Texte extrait ->
* * * *

On estime à environ 11.000 le nombre total de décès dans le monde dus à des empoisonnements involontaires par les pesticides chaque année. Près de 60 % de ces décès surviennent dans un seul pays, l’Inde. «Les empoisonnements aux pesticides sont une crise de santé publique qui doit être traitée», a déclaré Sarojeni Rengam, directrice exécutive de PAN Asia Pacific. «Au-delà de la souffrance immédiate, les empoisonnements peuvent aussi refléter une exposition qui cause des effets chroniques à long terme sur la santé. Il est choquant et honteux que ce problème se soit aggravé au lieu de s’améliorer au cours des 30 dernières années»
Il est à souhaiter que le courageux essai de Larissa Mies Bombardi contribuera à faire cesser ces pratiques du double standard quant à la vente et à l’utilisation des pesticides chimiques dans le monde et ouvrira la voie à une popularisation encore plus large des nombreuses méthodes et techniques alternatives de lutte contre les prédateurs, les nuisibles des cultures et les vecteurs de pathogènes. Il faut, pour se faire, soumettre les multinationales de l’agro-industrie, ces géants, au contrôle des peuples; Larissa Mies Bombardi parle d’une agriculture absolument subordonnée au capital industriel (industrie agrochimique)(8), au capital financier (car ce type d’agriculture est largement financé par les banques) et le capital commercial et conclut: «Dans le développement du capitalisme, la production agricole a donc cessé d’être vue comme productrice d’aliments pour devenir une sorte de substrat de la reproduction du capital.»
Mohamed Larbi Bouguerra
1) a) Jean-Noêl Jouzel, «Pesticides. Comment ignorer ce que l’on sait», Les Presses de SciencesPo, Paris, 2019.
b) François Dedieu, «Pesticides. Le confort de l’ignorance», Le Seuil, Paris, 2022
c) Stéphane Foucart, «Un mauvais usage du monde», Seuil Libelle, Paris, 2023.
2) Larissa Mies Bombardi, «Pesticides. Un colonialisme chimique.», Editions Anacaona, Paris, 2024.
3) Terme trop restrictif semble-t-il, car un grand nombre de pesticides sont utilisés dans les habitations, dans le cadre de la lutte contre l’anophèle, vecteur du paludisme ou d’autres insectes pathogènes (mouchestsétsé, mouches vecteurs du trachome…) ou contre des nuisibles comme les cafards ainsi que contre les rongeurs (raticides) ou les molluscicides employés contre les vers hématophages de la bilharziose notamment dans la vallée du Nil.

* * * *

Consignes ->
1) Reproduisez fidèlement le passage du texte sur les pesticides qui commence aux mots «Mohamed Larbi Bouguerra» et s'arrête après «vallée du Nil.».
2) Poursuivez le texte sur les pesticides à partir de l'endroit où il s'arrête.

* * * *

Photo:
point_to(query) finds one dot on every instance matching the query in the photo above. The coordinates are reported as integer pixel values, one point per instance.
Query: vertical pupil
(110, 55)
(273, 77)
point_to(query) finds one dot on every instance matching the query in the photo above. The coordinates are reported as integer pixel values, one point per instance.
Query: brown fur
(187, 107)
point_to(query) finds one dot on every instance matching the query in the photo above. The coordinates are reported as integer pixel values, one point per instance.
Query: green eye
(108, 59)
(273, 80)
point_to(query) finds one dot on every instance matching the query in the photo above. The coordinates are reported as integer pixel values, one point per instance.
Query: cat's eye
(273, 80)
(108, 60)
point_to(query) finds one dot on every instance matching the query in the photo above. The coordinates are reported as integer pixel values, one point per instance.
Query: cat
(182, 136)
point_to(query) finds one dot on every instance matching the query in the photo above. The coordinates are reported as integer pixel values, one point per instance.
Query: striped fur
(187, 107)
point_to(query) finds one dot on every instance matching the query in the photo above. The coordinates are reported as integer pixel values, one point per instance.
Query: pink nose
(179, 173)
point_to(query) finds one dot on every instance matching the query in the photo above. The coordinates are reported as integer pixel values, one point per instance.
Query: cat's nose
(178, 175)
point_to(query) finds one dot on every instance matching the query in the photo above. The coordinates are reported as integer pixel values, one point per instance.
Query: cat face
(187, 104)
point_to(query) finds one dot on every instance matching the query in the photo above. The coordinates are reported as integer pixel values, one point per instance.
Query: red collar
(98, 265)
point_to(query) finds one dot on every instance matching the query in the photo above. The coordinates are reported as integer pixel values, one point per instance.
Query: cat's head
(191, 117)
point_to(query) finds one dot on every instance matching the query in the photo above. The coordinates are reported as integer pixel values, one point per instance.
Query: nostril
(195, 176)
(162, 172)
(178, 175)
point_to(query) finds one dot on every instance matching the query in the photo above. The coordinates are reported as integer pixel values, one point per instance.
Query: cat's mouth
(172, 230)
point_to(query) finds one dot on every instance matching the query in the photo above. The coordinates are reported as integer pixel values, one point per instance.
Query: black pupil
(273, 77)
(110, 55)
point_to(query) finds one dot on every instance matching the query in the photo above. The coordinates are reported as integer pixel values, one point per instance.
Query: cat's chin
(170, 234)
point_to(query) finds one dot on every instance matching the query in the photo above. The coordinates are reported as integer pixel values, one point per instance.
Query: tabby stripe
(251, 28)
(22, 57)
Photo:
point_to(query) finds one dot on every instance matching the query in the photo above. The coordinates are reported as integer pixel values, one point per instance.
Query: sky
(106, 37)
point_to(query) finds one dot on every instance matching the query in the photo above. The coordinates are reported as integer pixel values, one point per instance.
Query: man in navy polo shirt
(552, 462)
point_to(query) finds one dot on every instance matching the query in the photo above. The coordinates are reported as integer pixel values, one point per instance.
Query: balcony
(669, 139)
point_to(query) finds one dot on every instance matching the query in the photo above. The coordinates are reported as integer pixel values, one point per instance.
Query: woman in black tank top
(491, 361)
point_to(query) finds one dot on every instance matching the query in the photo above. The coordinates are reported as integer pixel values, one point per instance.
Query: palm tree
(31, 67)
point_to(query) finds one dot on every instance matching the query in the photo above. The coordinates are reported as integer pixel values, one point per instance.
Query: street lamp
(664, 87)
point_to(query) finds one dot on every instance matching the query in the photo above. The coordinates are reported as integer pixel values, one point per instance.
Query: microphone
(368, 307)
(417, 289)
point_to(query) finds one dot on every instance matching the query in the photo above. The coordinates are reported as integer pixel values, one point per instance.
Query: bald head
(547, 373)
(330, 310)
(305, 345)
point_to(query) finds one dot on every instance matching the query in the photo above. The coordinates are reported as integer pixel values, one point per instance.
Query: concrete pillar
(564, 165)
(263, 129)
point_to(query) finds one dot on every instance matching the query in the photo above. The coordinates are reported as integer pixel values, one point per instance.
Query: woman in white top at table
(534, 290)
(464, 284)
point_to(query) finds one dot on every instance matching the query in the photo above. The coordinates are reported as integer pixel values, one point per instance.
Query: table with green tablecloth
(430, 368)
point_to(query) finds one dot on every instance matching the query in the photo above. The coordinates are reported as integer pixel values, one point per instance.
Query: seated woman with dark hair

* * * *

Réponses par consigne ->
1)
Mohamed Larbi Bouguerra
1) a) Jean-Noêl Jouzel, «Pesticides. Comment ignorer ce que l’on sait», Les Presses de SciencesPo, Paris, 2019.
b) François Dedieu, «Pesticides. Le confort de l’ignorance», Le Seuil, Paris, 2022
c) Stéphane Foucart, «Un mauvais usage du monde», Seuil Libelle, Paris, 2023.
2) Larissa Mies Bombardi, «Pesticides. Un colonialisme chimique.», Editions Anacaona, Paris, 2024.
3) Terme trop restrictif semble-t-il, car un grand nombre de pesticides sont utilisés dans les habitations, dans le cadre de la lutte contre l’anophèle, vecteur du paludisme ou d’autres insectes pathogènes (mouchestsétsé, mouches vecteurs du trachome…) ou contre des nuisibles comme les cafards ainsi que contre les rongeurs (raticides) ou les molluscicides employés contre les vers hématophages de la bilharziose notamment dans la vallée du Nil.

2)
4) Laure Belot, «Larissa Mies Bombardi, l’exil d’une scientifique traquée», Le Monde, 18 mai 2024, p.8
5) Des oranges tunisiennes et des dattes algériennes teintées de résidus de pesticides interdits en Europe -où ils ont été fabriqués- ont été renvoyées en Tunisie et en Algérie en 2023 et 2024. Ces deux pays subissent ainsi une «double peine»: achat de pesticides interdits en Europe et refus de vente des fruits contaminés par ces produits en Europe. Effet boomerang, en somme.
6) L’épandage aérien est interdit en Europe depuis 2009. Il est autorisé en Tunisie non seulement en milieu agricole mais aussi pour la démoustification en milieu urbain. Ce qui ne va pas sans drame : le 11 novembre 2019, un aéronef d’épandage s’est écrasé dans la banlieue de Tunis, à la Soukra, provoquant la mort du pilote. De 2009 à 2019, on ne compte pas moins de quatre accidents d’avion d’épandage de pesticides avec mort du pilote en Tunisie.
7) La loi Egalim interdit l’exportation des «produits phytosanitaires» comportant des substances interdites dans l’UE. Elle ne s’applique pas aux substances actives. Celles-ci peuvent être exportées par le fabricant. Le produit phytosanitaire «prêt à l’emploi» pourra être formulé (addition de divers adjuvants, surfactant, solvant, agent mouillant….) dans le pays importateur.
8) Mohamed Larbi Bouguerra, «Du Pont de Nemours. Pesticides et profit», Le Monde Diplomatique, mai 1997.